*Objective*. From the FUSE mailing-list thread, return word for word the passage starting at "On Tue, Jul 21, 2020 at 11:55:03AM" and ending at "not have CAP_FSETID.".
___ Text provided
On Tue, Jul 21, 2020 at 11:55:03AM -0400, Vivek Goyal wrote:
> On Tue, Jul 21, 2020 at 05:44:14PM +0200, Miklos Szeredi wrote:
> > On Tue, Jul 21, 2020 at 5:17 PM Vivek Goyal <vgoyal@redhat.com> wrote:
> > >
> > > On Tue, Jul 21, 2020 at 02:33:41PM +0200, Miklos Szeredi wrote:
> > > > On Mon, Jul 20, 2020 at 5:41 PM Vivek Goyal <vgoyal@redhat.com> wrote:
> > > > >
> > > > > On Fri, Jul 17, 2020 at 10:53:07AM +0200, Miklos Szeredi wrote:
> > > >
> > > > > I see in VFS that chown() always kills suid/sgid. While truncate() and
> > > > > write(), will suid/sgid only if caller does not have CAP_FSETID.
> > > > >
> > > > > How does this work with FUSE_HANDLE_KILLPRIV. IIUC, file server does not
> > > > > know if caller has CAP_FSETID or not. That means file server will be
> > > > > forced to kill suid/sgid on every write and truncate. And that will fail
> > > > > some of the tests.
> > > > >
> > > > > For WRITE requests now we do have the notion of setting
> > > > > FUSE_WRITE_KILL_PRIV flag to tell server explicitly to kill suid/sgid.
> > > > > Probably we could use that in cached write path as well to figure out
> > > > > whether to kill suid/sgid or not. But truncate() will still continue
> > > > > to be an issue.
> > > >
> > > > Yes, not doing the same for truncate seems to be an oversight.
> > > > Unfortunate, since we'll need another INIT flag to enable selective
> > > > clearing of suid/sgid on truncate.
> > > >
> > > > >
> > > > > >
> > > > > > Even writeback_cache could be handled by this addition, since we call
> > > > > > fuse_update_attributes() before generic_file_write_iter() :
> > > > > >
> > > > > > --- a/fs/fuse/dir.c
> > > > > > +++ b/fs/fuse/dir.c
> > > > > > @@ -985,6 +985,7 @@ static int fuse_update_get_attr(struct inode
> > > > > > *inode, struct file *file,
> > > > > >
> > > > > >         if (sync) {
> > > > > >                 forget_all_cached_acls(inode);
> > > > > > +               inode->i_flags &= ~S_NOSEC;
> > > > >
> > > > > Ok, So I was clearing S_NOSEC only if server reports that file has
> > > > > suid/sgid bit set. This change will clear S_NOSEC whenever we fetch
> > > > > attrs from host and will force getxattr() when we call file_remove_privs()
> > > > > and will increase overhead for non cache writeback mode. We probably
> > > > > could keep both. For cache writeback mode, clear it undonditionally
> > > > > otherwise not.
> > > >
> > > > We clear S_NOSEC because the attribute timeout has expired.  This
> > > > means we need to refresh all metadata, including cached xattr (which
> > > > is what S_NOSEC effectively is).
> > > >
> > > > > What I don't understand is though that how this change will clear
> > > > > suid/sgid on host in cache=writeback mode. I see fuse_setattr()
______
___ Stored rows
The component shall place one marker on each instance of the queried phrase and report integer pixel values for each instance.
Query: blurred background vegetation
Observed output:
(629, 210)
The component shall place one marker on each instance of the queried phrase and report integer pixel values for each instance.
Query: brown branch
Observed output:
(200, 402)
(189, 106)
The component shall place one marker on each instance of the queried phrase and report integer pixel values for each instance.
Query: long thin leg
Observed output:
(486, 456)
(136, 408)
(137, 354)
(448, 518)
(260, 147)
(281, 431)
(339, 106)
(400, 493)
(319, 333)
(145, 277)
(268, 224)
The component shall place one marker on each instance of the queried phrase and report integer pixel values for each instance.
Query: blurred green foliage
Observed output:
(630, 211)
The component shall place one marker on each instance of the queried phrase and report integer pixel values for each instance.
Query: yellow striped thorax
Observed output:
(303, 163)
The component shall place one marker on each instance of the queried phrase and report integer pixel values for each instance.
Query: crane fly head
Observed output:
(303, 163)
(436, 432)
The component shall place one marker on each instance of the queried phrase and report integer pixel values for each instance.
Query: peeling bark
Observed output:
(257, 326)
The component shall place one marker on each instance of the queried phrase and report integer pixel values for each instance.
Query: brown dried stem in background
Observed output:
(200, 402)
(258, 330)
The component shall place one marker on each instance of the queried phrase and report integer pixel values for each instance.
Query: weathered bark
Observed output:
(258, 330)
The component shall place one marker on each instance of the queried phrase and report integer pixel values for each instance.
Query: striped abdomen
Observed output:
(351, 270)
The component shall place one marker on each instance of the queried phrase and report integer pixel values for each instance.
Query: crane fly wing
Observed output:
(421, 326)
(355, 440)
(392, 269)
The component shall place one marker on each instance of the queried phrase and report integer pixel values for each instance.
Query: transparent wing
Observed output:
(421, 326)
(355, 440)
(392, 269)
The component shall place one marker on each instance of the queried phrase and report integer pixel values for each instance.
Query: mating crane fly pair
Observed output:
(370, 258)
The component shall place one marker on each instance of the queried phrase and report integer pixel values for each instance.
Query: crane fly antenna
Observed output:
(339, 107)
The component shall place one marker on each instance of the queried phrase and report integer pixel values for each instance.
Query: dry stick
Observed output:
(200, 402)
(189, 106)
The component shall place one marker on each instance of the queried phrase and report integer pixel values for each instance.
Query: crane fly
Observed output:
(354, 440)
______
*Solution for this problem*.
On Tue, Jul 21, 2020 at 11:55:03AM -0400, Vivek Goyal wrote:
> On Tue, Jul 21, 2020 at 05:44:14PM +0200, Miklos Szeredi wrote:
> > On Tue, Jul 21, 2020 at 5:17 PM Vivek Goyal <vgoyal@redhat.com> wrote:
> > >
> > > On Tue, Jul 21, 2020 at 02:33:41PM +0200, Miklos Szeredi wrote:
> > > > On Mon, Jul 20, 2020 at 5:41 PM Vivek Goyal <vgoyal@redhat.com> wrote:
> > > > >
> > > > > On Fri, Jul 17, 2020 at 10:53:07AM +0200, Miklos Szeredi wrote:
> > > >
> > > > > I see in VFS that chown() always kills suid/sgid. While truncate() and
> > > > > write(), will suid/sgid only if caller does not have CAP_FSETID.